● RECORDED INFORMATION
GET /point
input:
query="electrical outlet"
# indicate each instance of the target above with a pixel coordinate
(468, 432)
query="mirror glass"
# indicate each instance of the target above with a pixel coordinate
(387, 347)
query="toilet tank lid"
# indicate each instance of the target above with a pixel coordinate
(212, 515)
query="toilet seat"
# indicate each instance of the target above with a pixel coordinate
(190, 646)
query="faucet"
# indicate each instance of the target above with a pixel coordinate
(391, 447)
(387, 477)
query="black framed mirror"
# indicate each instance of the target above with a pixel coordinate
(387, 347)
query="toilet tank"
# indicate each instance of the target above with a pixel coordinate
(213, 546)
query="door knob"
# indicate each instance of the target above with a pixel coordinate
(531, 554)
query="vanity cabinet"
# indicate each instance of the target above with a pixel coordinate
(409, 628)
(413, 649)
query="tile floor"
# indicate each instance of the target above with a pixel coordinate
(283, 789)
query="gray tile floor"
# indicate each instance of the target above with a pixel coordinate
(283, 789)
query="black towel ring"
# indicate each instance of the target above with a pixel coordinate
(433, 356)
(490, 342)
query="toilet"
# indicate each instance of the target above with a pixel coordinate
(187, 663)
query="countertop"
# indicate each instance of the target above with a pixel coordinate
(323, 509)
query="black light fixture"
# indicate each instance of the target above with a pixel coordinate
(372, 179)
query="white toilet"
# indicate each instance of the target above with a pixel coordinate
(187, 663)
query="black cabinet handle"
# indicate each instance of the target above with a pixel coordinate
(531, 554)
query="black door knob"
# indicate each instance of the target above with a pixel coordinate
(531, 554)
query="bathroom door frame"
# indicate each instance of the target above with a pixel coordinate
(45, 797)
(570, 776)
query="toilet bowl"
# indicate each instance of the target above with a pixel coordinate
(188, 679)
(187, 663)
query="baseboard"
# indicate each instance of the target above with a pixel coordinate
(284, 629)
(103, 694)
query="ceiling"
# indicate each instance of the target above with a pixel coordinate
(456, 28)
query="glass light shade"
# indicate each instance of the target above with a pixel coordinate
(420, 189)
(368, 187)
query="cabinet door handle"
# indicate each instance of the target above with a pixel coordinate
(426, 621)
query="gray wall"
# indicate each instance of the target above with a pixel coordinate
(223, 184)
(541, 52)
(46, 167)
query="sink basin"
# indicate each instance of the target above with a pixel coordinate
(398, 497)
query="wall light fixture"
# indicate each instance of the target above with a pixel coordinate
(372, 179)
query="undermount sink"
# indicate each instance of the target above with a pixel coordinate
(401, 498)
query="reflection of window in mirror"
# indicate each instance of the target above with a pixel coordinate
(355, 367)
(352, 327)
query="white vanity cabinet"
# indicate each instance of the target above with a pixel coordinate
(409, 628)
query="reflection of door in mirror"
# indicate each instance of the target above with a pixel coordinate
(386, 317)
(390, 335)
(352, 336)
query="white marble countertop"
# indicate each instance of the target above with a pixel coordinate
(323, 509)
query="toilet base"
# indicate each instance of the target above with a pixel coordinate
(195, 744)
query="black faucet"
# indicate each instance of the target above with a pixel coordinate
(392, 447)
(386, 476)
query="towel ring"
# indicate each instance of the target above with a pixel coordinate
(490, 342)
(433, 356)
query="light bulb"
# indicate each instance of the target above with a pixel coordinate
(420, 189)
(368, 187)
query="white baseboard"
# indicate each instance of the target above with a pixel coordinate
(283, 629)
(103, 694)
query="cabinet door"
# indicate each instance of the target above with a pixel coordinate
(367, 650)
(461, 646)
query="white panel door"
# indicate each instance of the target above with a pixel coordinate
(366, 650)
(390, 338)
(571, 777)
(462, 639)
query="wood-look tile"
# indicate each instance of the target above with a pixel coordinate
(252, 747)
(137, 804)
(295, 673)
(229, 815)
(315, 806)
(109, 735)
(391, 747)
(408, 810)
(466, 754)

==

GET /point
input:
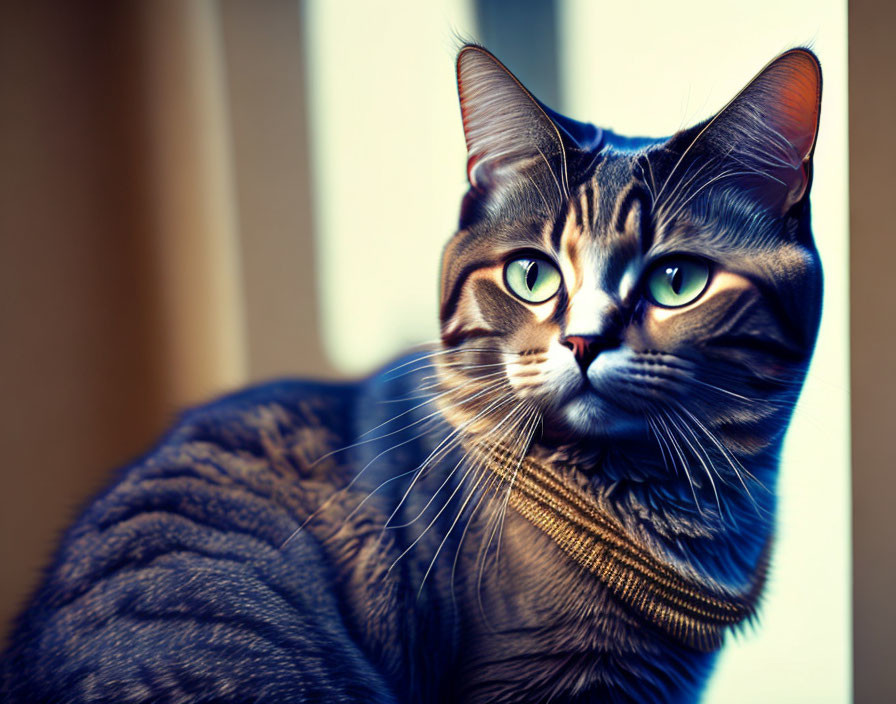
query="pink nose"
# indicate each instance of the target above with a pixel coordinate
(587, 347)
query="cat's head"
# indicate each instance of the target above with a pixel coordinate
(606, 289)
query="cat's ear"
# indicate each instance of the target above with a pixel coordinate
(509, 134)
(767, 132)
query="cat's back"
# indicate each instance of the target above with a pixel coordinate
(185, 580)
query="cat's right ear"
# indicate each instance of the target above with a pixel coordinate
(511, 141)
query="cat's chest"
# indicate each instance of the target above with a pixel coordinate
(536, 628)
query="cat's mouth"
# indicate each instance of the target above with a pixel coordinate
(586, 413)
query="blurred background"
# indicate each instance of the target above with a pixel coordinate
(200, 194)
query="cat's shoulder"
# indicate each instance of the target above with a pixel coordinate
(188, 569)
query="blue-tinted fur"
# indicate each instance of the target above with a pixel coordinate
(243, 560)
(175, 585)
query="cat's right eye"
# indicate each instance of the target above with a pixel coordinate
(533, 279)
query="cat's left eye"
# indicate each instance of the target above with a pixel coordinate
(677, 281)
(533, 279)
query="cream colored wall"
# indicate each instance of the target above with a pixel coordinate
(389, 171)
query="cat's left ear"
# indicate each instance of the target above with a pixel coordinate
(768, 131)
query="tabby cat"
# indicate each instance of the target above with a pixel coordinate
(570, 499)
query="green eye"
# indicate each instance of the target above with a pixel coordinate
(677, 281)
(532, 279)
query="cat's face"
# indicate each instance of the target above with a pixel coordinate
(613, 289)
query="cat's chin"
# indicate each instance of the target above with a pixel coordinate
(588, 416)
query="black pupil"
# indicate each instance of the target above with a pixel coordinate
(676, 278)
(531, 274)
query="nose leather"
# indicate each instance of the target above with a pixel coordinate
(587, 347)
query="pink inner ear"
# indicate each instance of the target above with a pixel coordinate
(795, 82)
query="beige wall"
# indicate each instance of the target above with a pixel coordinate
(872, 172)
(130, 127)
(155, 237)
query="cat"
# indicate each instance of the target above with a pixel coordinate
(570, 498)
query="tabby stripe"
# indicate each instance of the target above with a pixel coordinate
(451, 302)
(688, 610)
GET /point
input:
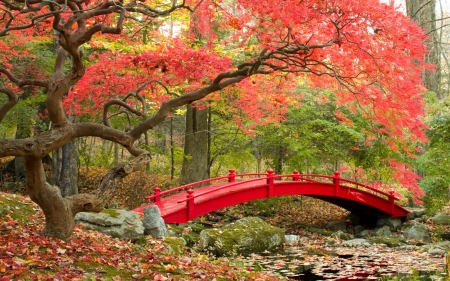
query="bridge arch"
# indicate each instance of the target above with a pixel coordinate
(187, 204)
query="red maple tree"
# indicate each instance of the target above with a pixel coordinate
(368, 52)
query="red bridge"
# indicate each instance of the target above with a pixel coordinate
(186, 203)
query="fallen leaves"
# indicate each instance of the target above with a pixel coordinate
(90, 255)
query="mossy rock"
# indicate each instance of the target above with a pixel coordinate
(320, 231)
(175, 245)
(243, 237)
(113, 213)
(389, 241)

● TASK
Count the lines in the items above that contain the word "countertop", treating uppercase and lowercase as different. Reply with the number only.

● RESPONSE TO THE TASK
2